====== Recorded information

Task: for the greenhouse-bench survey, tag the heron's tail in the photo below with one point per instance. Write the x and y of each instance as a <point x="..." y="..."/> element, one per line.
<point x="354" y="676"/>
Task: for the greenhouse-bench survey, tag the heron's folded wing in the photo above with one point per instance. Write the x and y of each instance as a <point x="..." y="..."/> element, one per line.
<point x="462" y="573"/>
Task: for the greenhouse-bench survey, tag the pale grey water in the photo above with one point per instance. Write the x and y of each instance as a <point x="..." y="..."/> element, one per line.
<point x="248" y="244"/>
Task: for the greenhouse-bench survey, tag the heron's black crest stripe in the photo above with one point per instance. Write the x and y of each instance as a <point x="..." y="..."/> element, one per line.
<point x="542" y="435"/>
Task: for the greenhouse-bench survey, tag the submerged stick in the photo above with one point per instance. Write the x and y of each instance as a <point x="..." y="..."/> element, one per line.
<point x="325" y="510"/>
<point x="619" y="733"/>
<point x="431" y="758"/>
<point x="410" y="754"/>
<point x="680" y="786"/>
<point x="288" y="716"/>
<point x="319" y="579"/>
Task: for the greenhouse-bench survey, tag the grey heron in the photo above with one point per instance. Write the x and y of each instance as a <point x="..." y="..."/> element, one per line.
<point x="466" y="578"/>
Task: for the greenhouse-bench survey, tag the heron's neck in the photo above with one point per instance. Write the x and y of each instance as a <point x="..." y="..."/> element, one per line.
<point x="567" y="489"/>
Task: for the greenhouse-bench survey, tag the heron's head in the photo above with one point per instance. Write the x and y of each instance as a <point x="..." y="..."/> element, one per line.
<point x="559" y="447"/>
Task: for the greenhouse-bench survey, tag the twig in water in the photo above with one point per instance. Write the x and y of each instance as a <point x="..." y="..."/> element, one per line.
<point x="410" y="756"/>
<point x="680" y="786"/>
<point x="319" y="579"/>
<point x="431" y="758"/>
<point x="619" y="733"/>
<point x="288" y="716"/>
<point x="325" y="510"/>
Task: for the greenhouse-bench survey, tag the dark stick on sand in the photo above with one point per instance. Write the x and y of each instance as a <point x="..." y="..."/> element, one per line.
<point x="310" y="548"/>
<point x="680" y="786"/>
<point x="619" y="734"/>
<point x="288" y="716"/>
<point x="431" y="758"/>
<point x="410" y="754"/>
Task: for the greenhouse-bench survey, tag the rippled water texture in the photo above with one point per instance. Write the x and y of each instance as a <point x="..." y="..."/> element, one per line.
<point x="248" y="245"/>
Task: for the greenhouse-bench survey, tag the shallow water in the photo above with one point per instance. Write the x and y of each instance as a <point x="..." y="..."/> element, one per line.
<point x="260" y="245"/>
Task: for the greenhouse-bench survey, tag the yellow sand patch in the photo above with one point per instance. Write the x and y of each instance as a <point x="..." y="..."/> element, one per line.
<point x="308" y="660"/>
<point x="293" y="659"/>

============

• What to produce
What is needed is an exact copy of all the records.

• Your solution
Task: for the greenhouse-bench survey, tag the heron's tail in the photo below with one point per instance. Write the x and y of each instance as a <point x="..." y="..."/> element, one per line.
<point x="354" y="676"/>
Task: for the greenhouse-bench survey, tag the heron's folded wing in the photo above with one point per instance. Write the x and y of each instance as a <point x="..." y="..."/> element, one per line.
<point x="462" y="573"/>
Task: for the greenhouse-bench survey, tag the pale grey water in the photo above with one point per instance. Write the x and y of each instance as a <point x="..." y="..."/> element, one per line.
<point x="248" y="244"/>
Task: for the greenhouse-bench survey, tag the heron's black crest stripe in the photo above with one point per instance. Write the x and y of each instance as a <point x="..." y="..."/> element, one per line.
<point x="542" y="435"/>
Task: for the greenhouse-bench survey, tag the submerged stick in the photo above with one point per instance. Write the x and y of each instance as a <point x="..." y="..."/> element, one per line.
<point x="325" y="510"/>
<point x="619" y="733"/>
<point x="431" y="758"/>
<point x="410" y="754"/>
<point x="680" y="786"/>
<point x="288" y="716"/>
<point x="319" y="579"/>
Task: for the greenhouse-bench survey, tag the grey heron in the photo above with one point per instance. Write the x and y of each instance as a <point x="..." y="..."/> element, one per line.
<point x="466" y="578"/>
Task: for the greenhouse-bench survey, tag the heron's neck in the photo above with one point per instance. Write the x and y of each instance as a <point x="..." y="..."/> element, one per line.
<point x="567" y="489"/>
Task: for the greenhouse-bench survey, tag the heron's head in the photo above with one point per instance. Write the x and y of each instance as a <point x="..." y="..."/> element, one per line.
<point x="559" y="447"/>
Task: for the greenhouse-bench survey, tag the twig in water in the photo above with one point per instance. Write the x and y of each instance as a <point x="..." y="..."/> element, one per line.
<point x="410" y="756"/>
<point x="680" y="786"/>
<point x="319" y="579"/>
<point x="431" y="758"/>
<point x="619" y="733"/>
<point x="288" y="716"/>
<point x="325" y="510"/>
Task: for the greenhouse-bench survey, tag the dark stick on sand in the photo above with one point per instance. Write the x and y of each instance as a <point x="..." y="..."/> element, one per line.
<point x="310" y="548"/>
<point x="680" y="786"/>
<point x="619" y="734"/>
<point x="288" y="716"/>
<point x="431" y="758"/>
<point x="410" y="754"/>
Task: for the greenhouse-bench survey, tag the rippled water texture in the photo above with one point per instance. Write the x and y of each instance as a <point x="..." y="..."/> element, one per line.
<point x="248" y="245"/>
Task: for the greenhouse-bench survey, tag the shallow water in the photo above with one point per instance. Write the x and y of each instance as a <point x="..." y="..."/> element, one per line.
<point x="260" y="245"/>
Task: for the greenhouse-bench survey, tag the yellow sand patch in the photo above with one point per instance. Write the x and y of each instance as a <point x="..." y="..."/> element, one per line.
<point x="308" y="660"/>
<point x="293" y="659"/>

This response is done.